Stored data entries
Segment Open
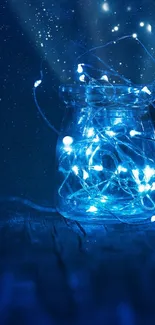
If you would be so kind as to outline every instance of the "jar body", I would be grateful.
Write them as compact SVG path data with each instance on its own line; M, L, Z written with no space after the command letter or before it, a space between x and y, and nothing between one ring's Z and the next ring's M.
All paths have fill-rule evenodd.
M82 98L69 103L57 142L58 211L83 222L151 218L155 137L147 109Z

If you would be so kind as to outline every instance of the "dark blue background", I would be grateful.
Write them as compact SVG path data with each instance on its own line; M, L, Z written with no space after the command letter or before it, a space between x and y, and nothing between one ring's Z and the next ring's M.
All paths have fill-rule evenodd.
Segment Closed
*What the task requires*
Print each record exactly as it stands, skipping the pictures.

*Task solution*
If you would be so kind as to outline every instance of the "jar body", I would be grateful.
Write them as compact SVG path data with each instance on its own line; M, L, Z written with no space after the command letter or before it, a space between x and y, and nothing between one ring's Z and the next ring's M.
All paths have fill-rule evenodd.
M82 98L69 103L57 142L58 211L83 222L151 218L155 137L147 109Z

If you would be so kind as to outline every instance of the "dark blue background", I would be grateful.
Write them as compact SVG path data with each instance on its own line; M, L, Z written with no space after the command letter or before it, a space between x and y, and nothing between one ring's Z and the next ring's M.
All paths have fill-rule evenodd.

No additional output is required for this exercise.